GOLDEN GATE HOMES, INC.
NOTES TO FINANCIAL STATEMENTS
(UNAUDITED)
NOTE 1 - BASIS OF PRESENTATION
The accompanying unaudited interim financial statements of Golden Gate Homes, Inc. (hereinafter referred to as the "Company") have been prepared in accordance with accounting principles generally accepted in the United States of America and the rules of the Securities and Exchange Commission ("SEC"), and should be read in conjunction with the audited financial statements and notes thereto contained in the Company's Annual Report on Form 10-K for the year ended December 31, 2010 (the “Form 10-K”) filed with the SEC. In the opinion of management, all adjustments, consisting of normal recurring adjustments, necessary for a fair presentation of financial position and the results of operations for the interim periods presented, have been reflected herein. The results of operations for interim periods are not necessarily indicative of the results to be expected for the full year. Notes to the financial statements that would substantially duplicate the disclosures contained in the audited financial statements for the year ended December 31, 2010 as reported in the Form 10-K have been omitted.

* _Data section_
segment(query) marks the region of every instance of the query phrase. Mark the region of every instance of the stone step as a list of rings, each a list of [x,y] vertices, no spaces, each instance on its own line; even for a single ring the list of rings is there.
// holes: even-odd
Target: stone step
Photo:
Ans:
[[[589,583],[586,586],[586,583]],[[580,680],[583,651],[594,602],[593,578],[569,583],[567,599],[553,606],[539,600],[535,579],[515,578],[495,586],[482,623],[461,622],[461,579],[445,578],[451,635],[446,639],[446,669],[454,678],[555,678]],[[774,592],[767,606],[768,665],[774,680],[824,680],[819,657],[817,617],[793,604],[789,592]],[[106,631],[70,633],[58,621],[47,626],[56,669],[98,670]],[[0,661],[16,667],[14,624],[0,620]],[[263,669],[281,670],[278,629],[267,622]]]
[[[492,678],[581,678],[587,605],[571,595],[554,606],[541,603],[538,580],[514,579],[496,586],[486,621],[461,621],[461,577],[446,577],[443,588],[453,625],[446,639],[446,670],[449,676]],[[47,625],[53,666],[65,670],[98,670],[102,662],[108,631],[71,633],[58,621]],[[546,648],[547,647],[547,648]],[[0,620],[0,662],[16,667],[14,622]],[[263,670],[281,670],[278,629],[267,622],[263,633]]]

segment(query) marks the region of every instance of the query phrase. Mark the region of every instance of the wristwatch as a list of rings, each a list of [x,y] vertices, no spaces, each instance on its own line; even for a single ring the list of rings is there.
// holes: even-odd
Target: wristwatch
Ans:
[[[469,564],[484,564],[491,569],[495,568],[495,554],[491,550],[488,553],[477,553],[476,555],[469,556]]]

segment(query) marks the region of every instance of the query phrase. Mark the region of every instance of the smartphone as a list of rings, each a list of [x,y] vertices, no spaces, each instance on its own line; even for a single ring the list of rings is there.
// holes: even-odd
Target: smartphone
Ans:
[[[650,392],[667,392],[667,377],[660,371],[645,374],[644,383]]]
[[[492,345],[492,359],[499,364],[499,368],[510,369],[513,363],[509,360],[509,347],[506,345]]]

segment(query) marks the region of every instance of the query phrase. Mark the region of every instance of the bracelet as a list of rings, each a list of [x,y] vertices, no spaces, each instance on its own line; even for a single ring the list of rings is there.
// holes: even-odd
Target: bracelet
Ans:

* _Exercise A_
Recast the rows, from the line containing "of the smartphone" through the last line of the rows, as a JSON list of strings with one string per line, leaving out blank lines.
* _Exercise B_
Continue the notes to the financial statements from where they stop.

* _Reply A_
[
  "segment(query) marks the region of every instance of the query phrase. Mark the region of every instance of the smartphone as a list of rings, each a list of [x,y] vertices, no spaces, each instance on its own line; even for a single ring the list of rings is there.",
  "// holes: even-odd",
  "Target: smartphone",
  "Ans:",
  "[[[650,392],[667,392],[667,377],[660,371],[645,374],[644,383]]]",
  "[[[492,345],[492,359],[499,364],[499,368],[510,369],[513,363],[509,360],[509,347],[506,345]]]",
  "segment(query) marks the region of every instance of the query phrase. Mark the region of every instance of the bracelet as a list of rings, each a list of [x,y] vertices, no spaces, each instance on its own line; even for a single ring the list of rings is there.",
  "// holes: even-odd",
  "Target: bracelet",
  "Ans:"
]

* _Reply B_
NOTE 2 - CONTRIBUTION OF CAPITAL
During the quarter, $20,000 of accounts payable were paid on behalf of the Company by an entity of which the former director and CEO is trustee, which amount is treated as contributed capital and reflected in additional paid-in capital because there are no conditions of repayment.
NOTE 3 – EQUITY
The Company issued 25,000 common shares, valued at $6,250, to an individual for consulting work performed during the third and fourth fiscal quarters of 2010, which was accrued for, and an additional 7,500 shares, valued at $3,750 for consulting work performed during the first quarter of 2011. The value for the additional 7,500 shares issued had been previously reported in the Form 10-K as $5,625, but was reduced to $3,750 to reflect the stock's value more accurately, based on the Company's stock's trading price. The consulting agreement with this individual was terminated on February 15, 2011. In addition, the Company issued 50,000 shares of its common stock as payment for an outstanding payable of approximately $24,700 during the first quarter of 2011. The fair value of the stock was $37,000.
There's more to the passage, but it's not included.